Please write what comes next in the passage on language model providers and benchmarking, starting right after its last line.
BEGIN Passage
'Authorization': `Bearer ${this.apiKey}`,
'Content-Type': 'application/json'
},
body: JSON.stringify({
messages,
...options
})
});
return response.json();
}
}
Supported Providers
- Perplexity AI:
https://api.perplexity.ai
- Together AI:
https://api.together.xyz/v1
- Anyscale:
https://api.endpoints.anyscale.com/v1
- Groq:
https://api.groq.com/openai/v1
Benchmark Results
| Model | Tokens/Second | Quality Score | Cost/1M Tokens |
|---|
| GPT-4 Turbo | 50 | 9.5/10 | $10.00 |
| Claude 3 Opus | 40 | 9.3/10 | $15.00 |
| Llama 3 70B (Local) | 30 | 8.5/10 | $0.00 |
| Mistral Large | 60 | 8.8/10 | $8.00 |
| GPT-3.5 Turbo | 80 | 7.5/10 | $0.50 |
// scripts/benchmark-models.ts
async function benchmarkModel(provider: any, prompt: string) {
const startTime = Date.now();
let tokens = 0;
try {
const response = await provider.generate(prompt);
tokens = response.usage?.total_tokens || 0;
const duration = Date.now() - startTime;
return {
duration,
tokens,
tokensPerSecond: tokens / (duration / 1000),
cost: calculateCost(provider.model, tokens)
END Passage
BEGIN Dataset records
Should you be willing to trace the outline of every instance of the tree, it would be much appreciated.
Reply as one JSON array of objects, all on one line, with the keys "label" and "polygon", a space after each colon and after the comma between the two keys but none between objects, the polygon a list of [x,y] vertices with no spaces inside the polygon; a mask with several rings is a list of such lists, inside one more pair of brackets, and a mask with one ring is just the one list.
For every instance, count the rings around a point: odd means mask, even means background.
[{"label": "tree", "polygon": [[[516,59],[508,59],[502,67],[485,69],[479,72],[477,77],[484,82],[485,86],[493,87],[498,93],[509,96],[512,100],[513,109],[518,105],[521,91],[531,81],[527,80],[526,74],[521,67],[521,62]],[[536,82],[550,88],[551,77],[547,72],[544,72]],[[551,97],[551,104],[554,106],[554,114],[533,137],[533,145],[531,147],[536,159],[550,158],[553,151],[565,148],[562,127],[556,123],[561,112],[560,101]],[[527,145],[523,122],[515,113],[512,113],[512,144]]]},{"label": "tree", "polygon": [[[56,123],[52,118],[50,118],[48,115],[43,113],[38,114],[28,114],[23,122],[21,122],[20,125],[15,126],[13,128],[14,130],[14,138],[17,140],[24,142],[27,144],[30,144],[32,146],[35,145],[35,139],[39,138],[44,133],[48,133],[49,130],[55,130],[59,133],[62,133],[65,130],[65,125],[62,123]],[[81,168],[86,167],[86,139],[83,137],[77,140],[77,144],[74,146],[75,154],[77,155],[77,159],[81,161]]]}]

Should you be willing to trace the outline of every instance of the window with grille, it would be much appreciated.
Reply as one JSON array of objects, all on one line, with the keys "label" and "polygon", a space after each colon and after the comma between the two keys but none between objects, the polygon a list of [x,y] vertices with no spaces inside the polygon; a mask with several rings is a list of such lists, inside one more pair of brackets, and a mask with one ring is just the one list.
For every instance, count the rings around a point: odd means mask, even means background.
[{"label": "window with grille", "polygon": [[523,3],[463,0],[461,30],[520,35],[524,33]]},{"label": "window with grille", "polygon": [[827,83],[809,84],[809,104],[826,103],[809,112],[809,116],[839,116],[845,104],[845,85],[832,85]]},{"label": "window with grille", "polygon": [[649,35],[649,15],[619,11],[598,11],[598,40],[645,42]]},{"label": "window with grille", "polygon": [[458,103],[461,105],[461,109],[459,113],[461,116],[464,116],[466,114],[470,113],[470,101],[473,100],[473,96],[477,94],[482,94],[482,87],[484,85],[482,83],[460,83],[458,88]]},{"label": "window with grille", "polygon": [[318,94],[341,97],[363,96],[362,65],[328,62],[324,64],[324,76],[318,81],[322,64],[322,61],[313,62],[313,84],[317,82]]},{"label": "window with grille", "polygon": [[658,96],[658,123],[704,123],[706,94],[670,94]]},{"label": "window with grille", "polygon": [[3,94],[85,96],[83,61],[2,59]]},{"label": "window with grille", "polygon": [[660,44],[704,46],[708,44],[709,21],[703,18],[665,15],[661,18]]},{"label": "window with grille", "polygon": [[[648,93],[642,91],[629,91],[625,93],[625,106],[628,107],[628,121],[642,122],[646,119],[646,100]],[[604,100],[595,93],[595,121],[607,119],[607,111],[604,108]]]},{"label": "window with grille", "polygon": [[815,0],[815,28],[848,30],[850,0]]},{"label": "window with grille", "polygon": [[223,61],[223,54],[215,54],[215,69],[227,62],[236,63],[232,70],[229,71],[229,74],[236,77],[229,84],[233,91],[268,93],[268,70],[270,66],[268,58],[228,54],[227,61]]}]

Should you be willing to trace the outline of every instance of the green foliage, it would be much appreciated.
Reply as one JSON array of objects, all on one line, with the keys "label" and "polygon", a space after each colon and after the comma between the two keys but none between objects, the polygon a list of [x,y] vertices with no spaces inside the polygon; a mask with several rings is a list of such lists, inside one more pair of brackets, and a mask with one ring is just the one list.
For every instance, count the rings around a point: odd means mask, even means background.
END Dataset records
Written answer.
};
} catch (error) {
return { error: error.message };
}
}
Cost Optimization Strategies
1. Model Cascading
Use cheaper models first, escalate to expensive ones only when needed.
// app/lib/ai/cascade-strategy.ts
export async function generateWithCascade(prompt: string, complexity: 'low' | 'medium' | 'high') {
const models = {
low: 'gpt-3.5-turbo',
medium: 'claude-3-sonnet',
high: 'gpt-4-turbo'
};
const model = models[complexity];
return await generate(prompt, { model });
}
2. Caching Responses
// app/lib/ai/cache-manager.ts
import { Redis } from '@upstash/redis';
const redis = new Redis({
url: process.env.UPSTASH_REDIS_URL,
token: process.env.UPSTASH_REDIS_TOKEN
});
export async function getCachedOrGenerate(
prompt: string,
generator: () => Promise<string>
) {
const cacheKey = `ai:${createHash('sha256').update(prompt).digest('hex')}`;
// Check cache
const cached = await redis.get(cacheKey);
if (cached) return cached;
// Generate and cache
const result = await generator();
await redis.set(cacheKey, result, { ex: 3600 }); // 1 hour TTL
return result;
}
3. Batch Processing
// app/lib/ai/batch-processor.ts
export async function processBatch(prompts: string[], model: string) {
const batchSize = 10;
const results = [];
for (let i = 0; i < prompts.length; i += batchSize) {
const batch = prompts.slice(i, i + batchSize);
const batchResults = await Promise.all(
batch.map(prompt => generate(prompt, { model }))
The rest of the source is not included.